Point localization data
__________________________________________________
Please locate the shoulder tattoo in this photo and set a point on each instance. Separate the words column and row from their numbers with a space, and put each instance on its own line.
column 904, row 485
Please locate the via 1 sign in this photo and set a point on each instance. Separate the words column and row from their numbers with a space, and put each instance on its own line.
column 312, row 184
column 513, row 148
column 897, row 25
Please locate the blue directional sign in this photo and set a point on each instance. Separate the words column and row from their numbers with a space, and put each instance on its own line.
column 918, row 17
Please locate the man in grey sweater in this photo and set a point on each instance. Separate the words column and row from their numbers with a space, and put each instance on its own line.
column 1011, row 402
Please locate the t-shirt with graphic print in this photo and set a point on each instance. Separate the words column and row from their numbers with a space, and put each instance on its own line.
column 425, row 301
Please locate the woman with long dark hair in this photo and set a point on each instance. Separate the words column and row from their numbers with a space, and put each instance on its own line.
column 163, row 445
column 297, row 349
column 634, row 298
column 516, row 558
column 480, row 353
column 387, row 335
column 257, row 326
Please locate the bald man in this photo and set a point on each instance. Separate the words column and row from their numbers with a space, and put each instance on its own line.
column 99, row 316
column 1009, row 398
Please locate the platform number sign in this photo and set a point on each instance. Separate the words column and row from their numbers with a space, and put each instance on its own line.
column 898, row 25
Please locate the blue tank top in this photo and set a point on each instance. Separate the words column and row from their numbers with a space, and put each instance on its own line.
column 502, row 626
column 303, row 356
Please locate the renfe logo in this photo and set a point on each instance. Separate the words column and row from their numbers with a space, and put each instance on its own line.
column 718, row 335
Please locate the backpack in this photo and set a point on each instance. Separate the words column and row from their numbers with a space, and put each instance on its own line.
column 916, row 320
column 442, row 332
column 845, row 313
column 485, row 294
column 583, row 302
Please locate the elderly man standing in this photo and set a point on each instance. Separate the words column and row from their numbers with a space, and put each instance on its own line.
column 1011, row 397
__________________________________________________
Copy every entry exactly.

Please locate the shoulder tattoo in this photo and set a point on each instance. Separate the words column and row from their numbers with a space, and put each instance on its own line.
column 904, row 485
Please locate the via 1 sign in this photo and set a point on each instance. Separate the words column and row from their numbers with a space, and put each instance on its own line.
column 312, row 184
column 513, row 148
column 897, row 25
Please locate the blue directional sign in this photo and set a point on each instance. Separate the words column and row from their numbers with a space, and put each instance on its own line.
column 918, row 17
Please locate the man in grey sweater in this photo and set a point on each instance. Separate the words column and row from their numbers with a space, and put each instance on its own line.
column 1011, row 402
Please locate the t-shirt with graphic print in this photo and set a point on each instance. Separate the words column and row from their numbers with a space, and put each instance on its own line.
column 425, row 301
Please locate the woman with long dark hair in this photo and set a point on each instance. Separate the words column and row from their numbers with a space, and put each instance on its own line.
column 163, row 445
column 297, row 349
column 634, row 298
column 516, row 558
column 480, row 353
column 387, row 335
column 257, row 326
Please locate the bald man in this photo and set a point on each instance. Separate the words column and row from their numbers with a space, and put each instance on its own line.
column 99, row 316
column 1009, row 398
Please locate the platform number sign in this photo and set a point on each instance. Separate the words column and row from their numbers with a space, and put each instance on its own line.
column 898, row 25
Please locate the blue tank top in this photo and set a point on each instance. Separate the words column and row from their numbers with a space, and put each instance on its own line.
column 502, row 626
column 303, row 356
Please locate the renfe logo in this photo and set a point on each instance. Separate the words column and row from their numbers with a space, and put each instance on its own line.
column 718, row 335
Please locate the backpack in this photo and set a point on each instance. Separate the words column and row from their numbers with a space, and put each instance on its own line.
column 916, row 320
column 442, row 332
column 845, row 313
column 485, row 294
column 583, row 302
Please locate the elderly man standing in this photo and set a point on each instance. Separate the words column and row from their numbers with a space, and put each instance on its own line.
column 1011, row 397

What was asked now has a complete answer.